→ PROBLEM
Would you return the lines from the one that contains "Target: front wheel" to the last line of the entries below, exactly and with nothing added?

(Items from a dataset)
= = = = =

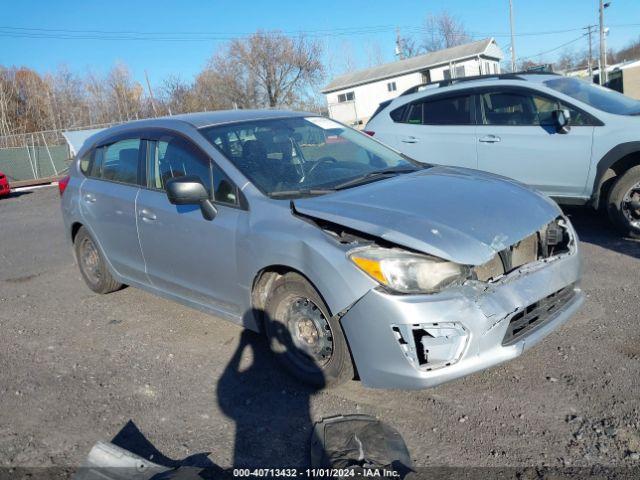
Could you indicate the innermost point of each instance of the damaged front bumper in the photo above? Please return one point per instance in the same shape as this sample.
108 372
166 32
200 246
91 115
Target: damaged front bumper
419 341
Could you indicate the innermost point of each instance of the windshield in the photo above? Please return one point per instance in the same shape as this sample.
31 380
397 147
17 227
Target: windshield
295 156
598 97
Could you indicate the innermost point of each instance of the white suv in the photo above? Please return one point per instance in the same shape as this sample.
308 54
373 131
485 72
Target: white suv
575 141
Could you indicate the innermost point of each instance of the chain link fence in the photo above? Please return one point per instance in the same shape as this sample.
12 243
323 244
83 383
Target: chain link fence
37 155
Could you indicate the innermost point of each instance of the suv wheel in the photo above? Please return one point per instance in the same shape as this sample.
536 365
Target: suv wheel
92 265
305 338
624 202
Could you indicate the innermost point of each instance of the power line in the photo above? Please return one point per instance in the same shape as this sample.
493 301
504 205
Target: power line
108 35
555 48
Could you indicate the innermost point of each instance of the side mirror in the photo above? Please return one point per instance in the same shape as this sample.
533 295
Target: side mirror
561 119
189 190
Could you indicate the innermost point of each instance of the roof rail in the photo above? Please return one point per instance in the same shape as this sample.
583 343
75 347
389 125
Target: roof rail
453 81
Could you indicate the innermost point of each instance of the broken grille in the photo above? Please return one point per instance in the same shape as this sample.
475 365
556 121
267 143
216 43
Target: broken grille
552 239
537 314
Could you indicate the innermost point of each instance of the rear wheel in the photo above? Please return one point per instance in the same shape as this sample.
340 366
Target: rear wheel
92 265
624 202
305 338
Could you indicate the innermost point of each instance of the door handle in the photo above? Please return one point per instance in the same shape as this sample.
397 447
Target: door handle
147 215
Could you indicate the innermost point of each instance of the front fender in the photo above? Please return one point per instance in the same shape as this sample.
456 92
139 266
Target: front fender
299 245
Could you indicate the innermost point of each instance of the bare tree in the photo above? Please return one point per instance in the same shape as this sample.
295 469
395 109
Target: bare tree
409 47
444 31
275 67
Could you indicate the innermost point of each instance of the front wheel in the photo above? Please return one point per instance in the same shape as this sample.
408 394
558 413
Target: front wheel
303 336
93 266
624 202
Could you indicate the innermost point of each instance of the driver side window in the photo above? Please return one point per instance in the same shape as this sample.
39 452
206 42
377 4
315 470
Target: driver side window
173 157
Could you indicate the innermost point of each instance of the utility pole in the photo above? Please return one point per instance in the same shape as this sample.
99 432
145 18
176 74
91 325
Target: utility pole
603 59
399 53
513 45
153 102
589 29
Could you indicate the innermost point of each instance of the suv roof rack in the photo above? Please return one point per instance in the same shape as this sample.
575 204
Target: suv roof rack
453 81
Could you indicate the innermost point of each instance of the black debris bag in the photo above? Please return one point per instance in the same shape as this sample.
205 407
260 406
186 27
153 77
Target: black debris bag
361 443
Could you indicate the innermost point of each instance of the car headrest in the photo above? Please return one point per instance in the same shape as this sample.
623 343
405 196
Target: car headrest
128 156
253 150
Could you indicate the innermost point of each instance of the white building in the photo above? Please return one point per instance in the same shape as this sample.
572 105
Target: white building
352 98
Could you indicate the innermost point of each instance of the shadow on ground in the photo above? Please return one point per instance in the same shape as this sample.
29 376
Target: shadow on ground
594 227
270 409
133 440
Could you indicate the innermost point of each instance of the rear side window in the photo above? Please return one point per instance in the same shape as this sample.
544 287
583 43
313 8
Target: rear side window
118 162
398 114
174 157
447 111
439 111
526 108
85 162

= = = = =

→ RESULT
Target: front wheel
303 336
93 266
624 202
Could you indicate the innermost point of each instance of the driver side window in the photo above? Please return one point per instance in the same shape as this sample.
39 452
206 42
377 4
315 470
Target: driver side window
173 157
Could you indicate the innermost point of each instance of the utility pole in the photo above? Please return one point per instance in the same shape as this sample.
99 432
145 18
176 74
91 325
Target: utility pole
603 59
399 53
513 45
153 102
589 29
Could you indicate the innermost point of each instance of the suv roof rack in the photo above? Please return one point per instance in the same shape as this sample.
575 204
Target: suv roof rack
453 81
Could you indicate the innermost point of each instance of the black debris bag in the photo above? Please return one point per instance in the same shape as this sample.
205 407
260 406
186 27
153 77
Target: black debris bag
361 443
Could you indicate the innermost point of each instance of the car headrest in the photo above? Please return one point per instance in the same shape as this sample.
623 343
405 196
Target: car headrest
128 156
253 150
Could you indicate the innermost point of each instance of the white building in the photo above? Please return one point per instance in the same shape as this sample.
572 105
Target: white building
352 98
Could you indicate the innermost point of each instance of the shadow on ground in the photo above? Please return one point per instance in the same shape as this sample.
29 376
Target: shadow on ground
594 227
270 409
133 440
Could you indicate the innermost point of each instance of the rear side window in the photo above? Please return one point per instance in the same shape as this sample.
544 287
583 43
313 8
Target: rear side window
118 162
398 114
174 157
447 111
439 111
526 108
85 162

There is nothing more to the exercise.